# What the task requires:
Count how many lines of the material below have the word "orange" and give only the number.

# Supplied records:
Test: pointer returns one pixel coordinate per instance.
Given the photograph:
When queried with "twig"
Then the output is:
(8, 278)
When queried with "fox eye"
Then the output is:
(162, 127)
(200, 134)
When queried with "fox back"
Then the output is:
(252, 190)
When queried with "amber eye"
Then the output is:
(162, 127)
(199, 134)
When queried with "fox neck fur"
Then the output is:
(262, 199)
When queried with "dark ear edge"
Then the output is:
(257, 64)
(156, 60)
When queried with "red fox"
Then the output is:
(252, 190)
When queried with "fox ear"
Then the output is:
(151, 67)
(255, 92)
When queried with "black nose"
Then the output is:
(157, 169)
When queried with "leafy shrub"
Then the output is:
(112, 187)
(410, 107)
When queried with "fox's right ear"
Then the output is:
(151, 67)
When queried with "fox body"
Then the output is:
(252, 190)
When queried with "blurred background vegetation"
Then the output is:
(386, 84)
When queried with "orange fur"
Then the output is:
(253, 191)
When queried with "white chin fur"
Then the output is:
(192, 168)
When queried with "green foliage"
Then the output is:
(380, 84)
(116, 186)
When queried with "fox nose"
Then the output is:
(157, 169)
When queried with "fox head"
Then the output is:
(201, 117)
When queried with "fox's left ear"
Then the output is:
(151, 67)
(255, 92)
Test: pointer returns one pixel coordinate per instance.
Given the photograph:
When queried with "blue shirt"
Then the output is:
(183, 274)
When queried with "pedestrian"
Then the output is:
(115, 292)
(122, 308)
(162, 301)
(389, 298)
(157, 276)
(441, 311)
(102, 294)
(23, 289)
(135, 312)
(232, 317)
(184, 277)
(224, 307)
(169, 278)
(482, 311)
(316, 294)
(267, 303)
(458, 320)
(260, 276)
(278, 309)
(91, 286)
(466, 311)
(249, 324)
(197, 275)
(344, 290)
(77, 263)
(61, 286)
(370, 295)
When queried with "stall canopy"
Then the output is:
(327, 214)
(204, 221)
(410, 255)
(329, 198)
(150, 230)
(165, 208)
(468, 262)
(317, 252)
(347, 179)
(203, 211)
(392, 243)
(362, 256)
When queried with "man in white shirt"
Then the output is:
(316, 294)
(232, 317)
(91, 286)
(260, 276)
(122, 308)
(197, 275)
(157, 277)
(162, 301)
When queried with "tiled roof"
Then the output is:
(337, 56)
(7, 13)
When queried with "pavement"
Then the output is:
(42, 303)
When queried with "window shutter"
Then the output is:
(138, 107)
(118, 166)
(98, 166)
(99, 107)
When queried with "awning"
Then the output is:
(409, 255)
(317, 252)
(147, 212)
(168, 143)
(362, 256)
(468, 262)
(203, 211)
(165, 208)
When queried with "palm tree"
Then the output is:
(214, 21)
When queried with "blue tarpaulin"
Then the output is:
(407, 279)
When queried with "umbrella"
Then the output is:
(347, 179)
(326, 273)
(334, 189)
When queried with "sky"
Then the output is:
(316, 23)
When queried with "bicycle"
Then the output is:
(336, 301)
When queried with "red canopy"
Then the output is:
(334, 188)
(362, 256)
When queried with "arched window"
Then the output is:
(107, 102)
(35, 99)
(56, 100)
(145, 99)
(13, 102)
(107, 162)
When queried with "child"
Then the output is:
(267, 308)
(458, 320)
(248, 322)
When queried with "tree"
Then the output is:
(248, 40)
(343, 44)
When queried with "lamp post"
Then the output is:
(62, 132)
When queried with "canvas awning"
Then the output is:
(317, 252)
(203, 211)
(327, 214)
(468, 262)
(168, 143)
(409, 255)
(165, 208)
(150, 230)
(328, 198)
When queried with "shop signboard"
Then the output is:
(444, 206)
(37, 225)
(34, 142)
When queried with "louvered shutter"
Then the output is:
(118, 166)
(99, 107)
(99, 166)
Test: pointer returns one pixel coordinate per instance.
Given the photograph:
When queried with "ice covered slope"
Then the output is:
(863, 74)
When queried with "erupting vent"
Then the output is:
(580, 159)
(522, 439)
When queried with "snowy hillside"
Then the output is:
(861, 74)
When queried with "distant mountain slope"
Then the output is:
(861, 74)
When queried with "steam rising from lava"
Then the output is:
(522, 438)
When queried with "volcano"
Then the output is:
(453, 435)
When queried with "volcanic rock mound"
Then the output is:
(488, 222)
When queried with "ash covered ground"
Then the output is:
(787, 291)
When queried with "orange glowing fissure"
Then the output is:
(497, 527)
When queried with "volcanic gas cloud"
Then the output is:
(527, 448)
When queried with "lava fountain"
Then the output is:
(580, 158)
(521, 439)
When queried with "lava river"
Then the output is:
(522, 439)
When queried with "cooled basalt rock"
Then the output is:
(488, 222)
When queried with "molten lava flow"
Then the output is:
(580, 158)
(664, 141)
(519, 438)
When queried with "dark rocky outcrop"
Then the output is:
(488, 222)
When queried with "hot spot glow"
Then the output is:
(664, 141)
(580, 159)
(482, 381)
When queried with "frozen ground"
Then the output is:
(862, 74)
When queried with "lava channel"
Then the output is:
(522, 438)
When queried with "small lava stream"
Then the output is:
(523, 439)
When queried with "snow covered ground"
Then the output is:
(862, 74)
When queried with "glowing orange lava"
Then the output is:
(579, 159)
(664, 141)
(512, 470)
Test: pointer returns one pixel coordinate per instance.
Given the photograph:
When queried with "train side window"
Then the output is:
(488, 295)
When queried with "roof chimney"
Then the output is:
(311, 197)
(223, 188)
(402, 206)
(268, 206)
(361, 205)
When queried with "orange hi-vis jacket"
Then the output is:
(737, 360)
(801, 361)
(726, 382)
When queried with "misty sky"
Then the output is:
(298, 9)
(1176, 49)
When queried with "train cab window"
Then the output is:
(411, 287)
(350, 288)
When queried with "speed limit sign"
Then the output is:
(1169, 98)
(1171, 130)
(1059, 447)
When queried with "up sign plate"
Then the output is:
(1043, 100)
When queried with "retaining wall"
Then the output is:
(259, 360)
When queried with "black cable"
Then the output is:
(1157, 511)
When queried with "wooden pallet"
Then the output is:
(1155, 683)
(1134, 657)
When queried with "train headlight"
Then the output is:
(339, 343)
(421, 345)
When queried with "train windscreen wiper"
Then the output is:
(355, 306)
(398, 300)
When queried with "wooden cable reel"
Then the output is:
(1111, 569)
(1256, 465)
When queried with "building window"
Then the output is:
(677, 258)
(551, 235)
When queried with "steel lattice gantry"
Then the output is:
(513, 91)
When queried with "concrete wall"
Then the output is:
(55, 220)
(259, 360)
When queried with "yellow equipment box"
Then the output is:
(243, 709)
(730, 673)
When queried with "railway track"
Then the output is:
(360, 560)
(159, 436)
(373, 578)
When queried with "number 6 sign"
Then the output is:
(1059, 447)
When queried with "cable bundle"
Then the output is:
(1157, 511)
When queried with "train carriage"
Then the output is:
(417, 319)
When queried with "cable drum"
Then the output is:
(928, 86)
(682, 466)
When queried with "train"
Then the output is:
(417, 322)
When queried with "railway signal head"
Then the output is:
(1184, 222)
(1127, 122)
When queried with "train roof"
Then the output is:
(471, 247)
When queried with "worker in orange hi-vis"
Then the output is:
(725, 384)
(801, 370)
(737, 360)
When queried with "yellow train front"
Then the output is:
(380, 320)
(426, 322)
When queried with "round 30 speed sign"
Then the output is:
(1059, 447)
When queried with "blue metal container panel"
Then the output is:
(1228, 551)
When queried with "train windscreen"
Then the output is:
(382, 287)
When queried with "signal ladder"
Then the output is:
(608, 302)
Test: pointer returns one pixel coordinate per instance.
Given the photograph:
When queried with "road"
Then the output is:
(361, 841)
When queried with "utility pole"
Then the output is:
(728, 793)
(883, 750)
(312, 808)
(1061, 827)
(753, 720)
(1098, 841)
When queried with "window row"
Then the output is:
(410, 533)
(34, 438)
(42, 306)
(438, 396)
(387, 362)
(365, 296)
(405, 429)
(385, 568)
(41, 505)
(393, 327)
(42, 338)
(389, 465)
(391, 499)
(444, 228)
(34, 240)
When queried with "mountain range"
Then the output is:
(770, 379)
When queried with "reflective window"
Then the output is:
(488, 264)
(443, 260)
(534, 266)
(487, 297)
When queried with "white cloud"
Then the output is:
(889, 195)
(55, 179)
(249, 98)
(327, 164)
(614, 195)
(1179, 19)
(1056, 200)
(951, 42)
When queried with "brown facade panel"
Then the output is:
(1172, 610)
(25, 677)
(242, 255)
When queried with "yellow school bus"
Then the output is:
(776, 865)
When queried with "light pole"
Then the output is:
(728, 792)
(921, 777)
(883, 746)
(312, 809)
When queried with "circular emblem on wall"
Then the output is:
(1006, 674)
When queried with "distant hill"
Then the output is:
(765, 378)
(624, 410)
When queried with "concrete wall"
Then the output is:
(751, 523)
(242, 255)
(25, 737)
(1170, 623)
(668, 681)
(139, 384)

# Task output:
5